Natural-language object grounding data
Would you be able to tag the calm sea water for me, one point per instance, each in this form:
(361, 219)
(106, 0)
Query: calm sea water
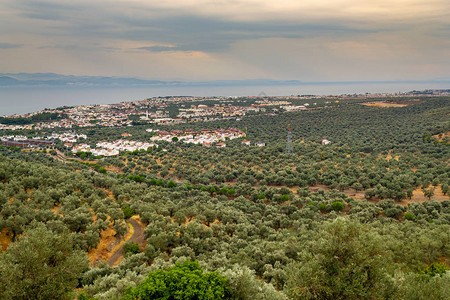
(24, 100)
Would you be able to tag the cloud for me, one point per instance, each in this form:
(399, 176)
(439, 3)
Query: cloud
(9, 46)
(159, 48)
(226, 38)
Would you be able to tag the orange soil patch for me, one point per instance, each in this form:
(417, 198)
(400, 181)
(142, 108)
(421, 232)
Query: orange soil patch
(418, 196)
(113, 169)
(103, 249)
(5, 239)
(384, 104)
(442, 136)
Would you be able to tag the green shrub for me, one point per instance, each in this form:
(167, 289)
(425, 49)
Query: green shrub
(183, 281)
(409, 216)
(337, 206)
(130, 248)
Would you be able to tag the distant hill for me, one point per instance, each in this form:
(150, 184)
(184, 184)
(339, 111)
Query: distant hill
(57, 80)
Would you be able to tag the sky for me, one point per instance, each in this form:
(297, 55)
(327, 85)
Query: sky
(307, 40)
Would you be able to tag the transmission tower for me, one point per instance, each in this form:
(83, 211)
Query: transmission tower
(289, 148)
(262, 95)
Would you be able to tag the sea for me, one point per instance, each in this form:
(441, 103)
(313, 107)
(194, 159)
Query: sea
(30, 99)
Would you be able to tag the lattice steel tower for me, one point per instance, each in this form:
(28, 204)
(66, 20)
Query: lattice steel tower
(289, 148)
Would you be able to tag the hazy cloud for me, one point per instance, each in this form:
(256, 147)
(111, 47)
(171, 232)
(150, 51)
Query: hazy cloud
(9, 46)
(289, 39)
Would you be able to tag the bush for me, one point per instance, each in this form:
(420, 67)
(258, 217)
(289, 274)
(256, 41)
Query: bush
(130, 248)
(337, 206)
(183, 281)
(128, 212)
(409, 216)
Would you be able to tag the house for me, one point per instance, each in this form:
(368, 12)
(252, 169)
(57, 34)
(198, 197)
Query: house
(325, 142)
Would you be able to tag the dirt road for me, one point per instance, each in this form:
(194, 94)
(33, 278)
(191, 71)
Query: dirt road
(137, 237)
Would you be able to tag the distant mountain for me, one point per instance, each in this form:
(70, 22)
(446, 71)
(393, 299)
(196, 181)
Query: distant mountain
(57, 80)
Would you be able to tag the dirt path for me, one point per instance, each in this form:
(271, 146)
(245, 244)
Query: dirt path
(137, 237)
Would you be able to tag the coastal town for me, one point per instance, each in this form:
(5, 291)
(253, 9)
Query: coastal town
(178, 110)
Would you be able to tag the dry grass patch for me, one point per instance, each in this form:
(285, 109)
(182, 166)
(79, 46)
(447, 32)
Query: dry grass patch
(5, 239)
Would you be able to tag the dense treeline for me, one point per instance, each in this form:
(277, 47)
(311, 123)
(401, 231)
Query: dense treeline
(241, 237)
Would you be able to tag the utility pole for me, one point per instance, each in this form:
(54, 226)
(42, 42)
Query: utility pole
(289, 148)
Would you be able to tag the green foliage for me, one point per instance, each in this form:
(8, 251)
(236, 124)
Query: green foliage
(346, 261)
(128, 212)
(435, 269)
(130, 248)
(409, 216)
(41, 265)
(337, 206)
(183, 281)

EXERCISE PROMPT
Each record above must be set down again unchanged, with its pictures left out.

SOLUTION BELOW
Would you be able to tag the calm sea water for me, one point per instance, each in this form:
(361, 219)
(106, 0)
Query: calm sea water
(24, 100)
Would you be able to tag the cloud for me, one point per instance, each in this form:
(399, 176)
(439, 3)
Query: cloud
(9, 46)
(159, 48)
(226, 38)
Would you be able to tag the orange soil patch for me, one point per instance, each in this form:
(417, 198)
(400, 181)
(142, 108)
(421, 232)
Query: orange soil patch
(418, 196)
(113, 169)
(103, 249)
(5, 239)
(384, 104)
(442, 136)
Would you be able to tag the green shrub for me, one point per instance, each in this form:
(167, 289)
(425, 49)
Query: green shrub
(183, 281)
(409, 216)
(337, 206)
(130, 248)
Would you be able to tag the distant hill for me, one point per instance, each in this form:
(150, 184)
(184, 184)
(339, 111)
Query: distant hill
(57, 80)
Would you be able to tag the sky for me, one point per instance, each in this form:
(297, 55)
(327, 85)
Query: sky
(307, 40)
Would you be able to tag the transmission tower for me, one point per instance, each in this form:
(83, 211)
Query: transmission tower
(289, 148)
(262, 95)
Would you be able to tag the sea for me, one point per instance, each in this form:
(441, 103)
(313, 107)
(194, 159)
Query: sea
(30, 99)
Would you be able to tag the lattice steel tower for me, one point per instance, each in this form:
(28, 204)
(66, 20)
Query: lattice steel tower
(289, 148)
Would you be able to tag the hazy cloud for me, one point per instance, each in this form:
(256, 147)
(111, 47)
(171, 232)
(150, 51)
Query: hazy cloud
(9, 46)
(289, 39)
Would you be able to tag the bush for me, one point per instance, each in this form:
(420, 67)
(258, 217)
(289, 274)
(256, 41)
Query: bush
(130, 248)
(337, 206)
(183, 281)
(128, 212)
(409, 216)
Would you be able to tag the house for me, one point per instance, each in this form:
(368, 12)
(252, 169)
(57, 34)
(198, 197)
Query: house
(325, 142)
Would you be able to tag the dirt road for me, one point per instance, each in this form:
(194, 94)
(33, 278)
(191, 71)
Query: dirt road
(137, 237)
Would you be able to tag the distant mountain for me, one point per instance, each in this form:
(70, 22)
(446, 71)
(393, 299)
(196, 181)
Query: distant mountain
(57, 80)
Would you be able to tag the dirt path for me, one point per instance, each in this form:
(271, 146)
(245, 244)
Query: dirt path
(137, 237)
Would you be able to tag the coastal town for me, one point per instance, each in this form:
(5, 291)
(253, 9)
Query: coastal town
(178, 110)
Would you be able to tag the dry grass patch for me, one point per instance, each in this form:
(285, 109)
(182, 166)
(79, 46)
(447, 32)
Query: dry grass patch
(5, 239)
Would you be able to tag the dense treeline for me, one point per instance, each in this form:
(277, 47)
(311, 123)
(401, 231)
Query: dense treeline
(241, 237)
Would you be able to tag the utility pole for me, one point per instance, each in this form:
(54, 226)
(42, 42)
Query: utility pole
(289, 148)
Would you be able to tag the green foliage for me, one point per instance, each in this form:
(8, 251)
(236, 124)
Query: green foliage
(346, 261)
(128, 212)
(435, 269)
(130, 248)
(409, 216)
(41, 265)
(337, 206)
(183, 281)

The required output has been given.